* What this exercise asks
**A)** Decide whether each statement agrees with the Apptainer guide below: (i) Apptainer was formerly known as Singularity; (ii) the operating system where a container job runs must match the one where the container was built; (iii) an Apptainer image file usually carries the suffix .sif. Answer yes or no for each, quoting the deciding words of the guide.
**B)** Rewrite the part of the Apptainer guide below between "Introduction" and "Throughput Computing system.", inclusive, putting "software environments" in place of "container environments".

* Article
- - -

Use Custom Software in Jobs Using Apptainer
Linux containers are a way to build a self-contained environment that includes software, libraries, and other tools. This guide shows how to submit jobs that use Apptainer containers.
Introduction
HTCondor supports the use of Apptainer (formerly known as Singularity) container environments for jobs on the High Throughput Computing system.
Container jobs are able to take advantage of more of CHTC’s High Throughput resources because the operating system where the job is running does not need to match the operating system where the container was built.
Table of Contents
Start Here
To run a job using an Apptainer container, you will need access to an Apptainer
image file, usually with the suffix .sif
.
If you have an existing .sif
file, go straight to Use an Apptainer Container in HTC Jobs.
If you do not have an existing .sif
container, you can create one in two ways:
- If you have no container to start from: Build your own Apptainer container
- If you have an existing Docker container image: Convert Docker Images to Apptainer Images
Once you have created the .sif
file by using one of the above methods
ready, circle back to Use an Apptainer Container in HTC Jobs.
For more details about using Apptainer, see Suggestions for testing and More details about HTCondor and Apptainer.

- - -

* Record list
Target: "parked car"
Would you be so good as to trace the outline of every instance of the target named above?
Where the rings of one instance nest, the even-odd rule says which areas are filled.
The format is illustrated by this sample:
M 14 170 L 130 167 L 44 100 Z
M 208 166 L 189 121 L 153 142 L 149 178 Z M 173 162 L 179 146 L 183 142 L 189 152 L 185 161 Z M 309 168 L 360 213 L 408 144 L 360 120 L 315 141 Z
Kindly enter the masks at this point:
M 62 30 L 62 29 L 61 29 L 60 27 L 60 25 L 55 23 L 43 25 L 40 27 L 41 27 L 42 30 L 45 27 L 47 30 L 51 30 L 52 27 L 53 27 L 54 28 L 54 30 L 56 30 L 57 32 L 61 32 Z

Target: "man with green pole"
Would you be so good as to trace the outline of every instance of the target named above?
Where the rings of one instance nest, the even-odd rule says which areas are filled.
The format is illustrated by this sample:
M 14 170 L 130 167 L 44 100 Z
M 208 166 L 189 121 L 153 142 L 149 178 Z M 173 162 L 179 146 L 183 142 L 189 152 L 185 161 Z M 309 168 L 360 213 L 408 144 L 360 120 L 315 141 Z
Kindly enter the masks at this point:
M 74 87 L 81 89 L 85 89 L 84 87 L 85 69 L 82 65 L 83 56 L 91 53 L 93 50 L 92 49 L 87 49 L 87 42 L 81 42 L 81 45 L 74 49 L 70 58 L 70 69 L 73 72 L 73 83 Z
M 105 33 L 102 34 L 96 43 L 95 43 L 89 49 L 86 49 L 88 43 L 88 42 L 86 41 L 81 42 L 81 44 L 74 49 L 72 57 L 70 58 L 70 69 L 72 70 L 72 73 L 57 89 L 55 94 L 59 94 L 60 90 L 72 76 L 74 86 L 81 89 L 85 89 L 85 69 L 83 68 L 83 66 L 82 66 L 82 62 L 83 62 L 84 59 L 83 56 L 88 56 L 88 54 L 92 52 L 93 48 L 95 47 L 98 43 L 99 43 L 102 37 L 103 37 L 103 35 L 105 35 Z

- - -

* Responses for each task
**A)**
(i) Yes: "Apptainer (formerly known as Singularity)"
(ii) No: "the operating system where the job is running does not need to match the operating system where the container was built"
(iii) Yes: "image file, usually with the suffix .sif"

**B)**
Introduction
HTCondor supports the use of Apptainer (formerly known as Singularity) software environments for jobs on the High Throughput Computing system.